Exercise text ->
*** Block opens ***

Please share the above information with other actives and retirees. 
If current STRS Board members are voted back in, these spending practices will continue. 
This is your retiree and actives $ contributions. This is why we need a change in STRS Board members. 
Actives – Please vote for Steven Foreman and Julie Sellers. 
Retirees – Please vote for Elizabeth Jones.

Gary Rusk provides us with a COLA chart and Bob Buerkle gives us an explanation using bowling pins! Way to go, Gary and Bob!

 

From Bob Buerkle
February 26, 2022
The chart prepared by Gary Rusk is correct. Great job Gary. If I can explain the first 4 years I think you will grasp the additive process of the "Simple COLA" structure that STRS uses and you will understand Gary Rusk's entire chart. 
Beginning in 1971, when STRS began paying the first COLA, and ever since, STRS has never paid a "Compounded COLA." 
Now, think of the 10 pins set up in a bowling alley. The #1 pin closest to you is the first year's COLA. In year two, there are two pins in row #2, right behind the #1 pin. One of those two pins represents the first COLA you received because you get to continue to receive all COLAs granted from previous years. The other pin is the new COLA that you received in year #2. 
Each additional year, when you receive a new COLA, your pension base is increased by the value of one more COLA. When you receive COLA #4 you will have received the value of 10 COLAs, just like the 10 pins on the bowling alley. 
Also, all future COLAs that you receive will always be based on your original pension base. If you began retirement with a $50,000 pension then a 2% COLA would add $1000 to your base, and a future COLA of only 1% would only add $500 to your base, while a 3% COLA would add $1500 to your base. 
Looking at Gary's chart again, at 20 years of 2% COLAs worth $1000, your original pension base would have increased by $20,000, rising from $50,000 to $70,000, while your total additional COLA income over the 20 years would have been $210,000. (210 COLAs x $1000 = $210,000)
Think of pins 1, 3, 6 and 10 as the new COLAs granted over a four year period while pins 2, 4, 5, 7, 8 and 9 represent the income from the COLAs previously granted, while pins 1, 3, 6, and 10 are the COLAs that increased your pension base over the 4 year period displayed.

*** Block closes ***

Available data ->
*** Block opens ***

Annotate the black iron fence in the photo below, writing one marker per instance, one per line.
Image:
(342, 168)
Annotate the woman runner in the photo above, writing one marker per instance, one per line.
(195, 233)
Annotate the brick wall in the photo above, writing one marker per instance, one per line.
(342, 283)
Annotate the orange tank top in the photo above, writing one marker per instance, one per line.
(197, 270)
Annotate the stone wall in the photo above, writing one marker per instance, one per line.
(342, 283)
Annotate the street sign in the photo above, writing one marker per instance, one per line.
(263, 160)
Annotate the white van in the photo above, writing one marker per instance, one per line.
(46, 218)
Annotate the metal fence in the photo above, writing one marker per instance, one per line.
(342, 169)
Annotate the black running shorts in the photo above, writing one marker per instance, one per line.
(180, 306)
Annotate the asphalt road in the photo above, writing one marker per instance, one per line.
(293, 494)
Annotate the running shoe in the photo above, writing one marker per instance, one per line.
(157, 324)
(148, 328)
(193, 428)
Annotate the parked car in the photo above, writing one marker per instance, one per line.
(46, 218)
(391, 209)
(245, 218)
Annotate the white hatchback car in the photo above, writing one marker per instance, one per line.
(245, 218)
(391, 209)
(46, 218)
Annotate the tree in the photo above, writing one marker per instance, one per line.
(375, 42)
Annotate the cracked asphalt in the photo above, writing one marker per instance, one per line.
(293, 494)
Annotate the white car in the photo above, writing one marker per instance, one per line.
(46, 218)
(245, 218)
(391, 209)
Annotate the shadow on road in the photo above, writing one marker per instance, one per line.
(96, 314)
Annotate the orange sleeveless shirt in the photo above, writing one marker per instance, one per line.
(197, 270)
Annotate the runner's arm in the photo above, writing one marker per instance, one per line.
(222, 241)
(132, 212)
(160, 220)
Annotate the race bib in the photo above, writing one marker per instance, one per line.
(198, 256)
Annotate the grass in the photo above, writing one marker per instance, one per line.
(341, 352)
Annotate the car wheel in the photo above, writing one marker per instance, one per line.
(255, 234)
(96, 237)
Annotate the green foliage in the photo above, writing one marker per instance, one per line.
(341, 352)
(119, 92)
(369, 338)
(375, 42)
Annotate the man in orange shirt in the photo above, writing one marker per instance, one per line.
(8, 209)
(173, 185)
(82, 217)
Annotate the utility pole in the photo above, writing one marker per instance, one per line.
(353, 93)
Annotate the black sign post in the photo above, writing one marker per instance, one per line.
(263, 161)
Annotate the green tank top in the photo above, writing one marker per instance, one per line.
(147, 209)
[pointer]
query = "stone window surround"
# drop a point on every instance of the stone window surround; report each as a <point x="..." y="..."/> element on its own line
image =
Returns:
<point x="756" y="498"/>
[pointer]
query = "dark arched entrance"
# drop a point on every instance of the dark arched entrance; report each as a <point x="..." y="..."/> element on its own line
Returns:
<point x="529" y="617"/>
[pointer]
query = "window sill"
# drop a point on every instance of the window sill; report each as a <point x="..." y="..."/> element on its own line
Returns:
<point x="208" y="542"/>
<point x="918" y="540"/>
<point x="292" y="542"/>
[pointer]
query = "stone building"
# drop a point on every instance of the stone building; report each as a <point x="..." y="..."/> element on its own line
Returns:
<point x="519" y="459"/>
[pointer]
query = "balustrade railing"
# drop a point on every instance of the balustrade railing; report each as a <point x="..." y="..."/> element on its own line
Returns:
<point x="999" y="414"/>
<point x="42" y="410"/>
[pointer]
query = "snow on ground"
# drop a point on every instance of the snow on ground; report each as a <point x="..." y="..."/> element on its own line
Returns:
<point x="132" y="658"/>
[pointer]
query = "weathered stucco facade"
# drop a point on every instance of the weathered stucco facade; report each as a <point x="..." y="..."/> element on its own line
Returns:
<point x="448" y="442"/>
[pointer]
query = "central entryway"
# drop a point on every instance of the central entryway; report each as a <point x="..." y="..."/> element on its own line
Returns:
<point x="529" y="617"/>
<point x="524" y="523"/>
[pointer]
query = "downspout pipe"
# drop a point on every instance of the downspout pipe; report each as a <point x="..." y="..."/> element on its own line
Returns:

*** Block closes ***

Task A -> Do these statements agree with the COLA text? (i) STRS has paid a compounded COLA since 1971. (ii) On a $50,000 starting pension, a 3% COLA adds $1500 to the base. (iii) Retirees are asked to vote for Steven Foreman. Answer yes or no for each and quote the text's deciding words.
Task B -> Please list every person named in the COLA text.
The data are unrelated to the COLA text.

Worked solution A ->
(i) No: "Beginning in 1971, when STRS began paying the first COLA, and ever since, STRS has never paid a "Compounded COLA.""
(ii) Yes: "while a 3% COLA would add $1500 to your base"
(iii) No: "Retirees – Please vote for Elizabeth Jones."

Worked solution B -> Steven Foreman, Julie Sellers, Elizabeth Jones, Gary Rusk, Bob Buerkle